**What is required:**
Report every line of the listing that contains the string "tree". Case counts.

**Material shown:**

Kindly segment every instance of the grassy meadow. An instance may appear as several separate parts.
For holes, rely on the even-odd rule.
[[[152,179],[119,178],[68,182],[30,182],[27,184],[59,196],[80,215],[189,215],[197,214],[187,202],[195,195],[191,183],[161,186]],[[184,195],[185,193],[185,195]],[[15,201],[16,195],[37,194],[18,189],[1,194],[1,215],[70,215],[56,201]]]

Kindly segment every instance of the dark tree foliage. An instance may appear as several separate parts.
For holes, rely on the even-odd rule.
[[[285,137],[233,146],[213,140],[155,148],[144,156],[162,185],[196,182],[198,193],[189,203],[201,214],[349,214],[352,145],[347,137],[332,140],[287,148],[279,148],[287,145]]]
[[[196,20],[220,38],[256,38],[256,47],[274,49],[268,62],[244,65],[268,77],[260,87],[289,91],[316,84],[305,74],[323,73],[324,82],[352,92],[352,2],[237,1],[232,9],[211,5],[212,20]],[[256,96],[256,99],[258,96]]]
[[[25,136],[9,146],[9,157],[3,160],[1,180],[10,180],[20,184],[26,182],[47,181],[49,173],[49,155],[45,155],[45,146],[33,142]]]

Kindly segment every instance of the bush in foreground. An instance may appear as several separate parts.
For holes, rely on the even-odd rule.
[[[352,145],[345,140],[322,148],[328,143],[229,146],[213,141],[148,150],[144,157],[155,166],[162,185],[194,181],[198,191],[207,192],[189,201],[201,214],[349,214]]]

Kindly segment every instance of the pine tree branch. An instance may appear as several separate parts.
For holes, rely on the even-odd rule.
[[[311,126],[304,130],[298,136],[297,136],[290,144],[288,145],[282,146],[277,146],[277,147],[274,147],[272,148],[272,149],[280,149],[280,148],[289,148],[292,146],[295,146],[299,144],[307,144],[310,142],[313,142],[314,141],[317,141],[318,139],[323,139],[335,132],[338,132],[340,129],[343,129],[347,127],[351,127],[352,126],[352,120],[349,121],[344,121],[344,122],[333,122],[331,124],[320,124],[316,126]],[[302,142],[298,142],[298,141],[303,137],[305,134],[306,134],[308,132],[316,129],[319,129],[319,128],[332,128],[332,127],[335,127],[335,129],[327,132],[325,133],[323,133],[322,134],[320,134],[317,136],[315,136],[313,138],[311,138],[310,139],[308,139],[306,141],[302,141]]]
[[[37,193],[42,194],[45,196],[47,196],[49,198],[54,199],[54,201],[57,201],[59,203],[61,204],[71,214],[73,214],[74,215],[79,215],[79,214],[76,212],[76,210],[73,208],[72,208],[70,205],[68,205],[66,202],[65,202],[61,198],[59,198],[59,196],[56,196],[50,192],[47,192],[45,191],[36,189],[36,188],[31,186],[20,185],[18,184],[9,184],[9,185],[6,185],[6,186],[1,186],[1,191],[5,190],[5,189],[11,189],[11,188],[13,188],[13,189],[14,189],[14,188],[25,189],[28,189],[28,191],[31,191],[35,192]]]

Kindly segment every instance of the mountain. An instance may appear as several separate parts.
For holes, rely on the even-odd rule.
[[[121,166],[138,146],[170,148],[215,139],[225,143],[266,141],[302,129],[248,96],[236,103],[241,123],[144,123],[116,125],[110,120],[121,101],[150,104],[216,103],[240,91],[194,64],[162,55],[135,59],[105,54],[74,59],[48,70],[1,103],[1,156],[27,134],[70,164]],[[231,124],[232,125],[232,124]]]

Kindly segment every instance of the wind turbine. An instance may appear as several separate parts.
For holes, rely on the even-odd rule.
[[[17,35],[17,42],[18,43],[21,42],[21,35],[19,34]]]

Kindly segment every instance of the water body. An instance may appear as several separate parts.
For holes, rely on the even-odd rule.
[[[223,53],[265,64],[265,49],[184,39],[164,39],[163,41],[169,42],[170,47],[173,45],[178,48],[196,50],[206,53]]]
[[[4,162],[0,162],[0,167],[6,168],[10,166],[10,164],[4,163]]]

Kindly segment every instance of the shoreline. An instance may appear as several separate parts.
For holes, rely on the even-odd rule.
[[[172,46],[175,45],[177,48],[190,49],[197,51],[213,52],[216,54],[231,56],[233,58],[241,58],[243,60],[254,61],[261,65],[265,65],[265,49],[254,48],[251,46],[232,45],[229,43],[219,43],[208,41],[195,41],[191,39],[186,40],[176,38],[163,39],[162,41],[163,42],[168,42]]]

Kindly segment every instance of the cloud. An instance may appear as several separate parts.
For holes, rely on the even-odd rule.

**Task solution:**
Kindly segment every instance of the dark tree foliage. An instance may appear as several separate parts.
Kindly segment every instance of the pine tree branch. An instance may appear as several separate parts.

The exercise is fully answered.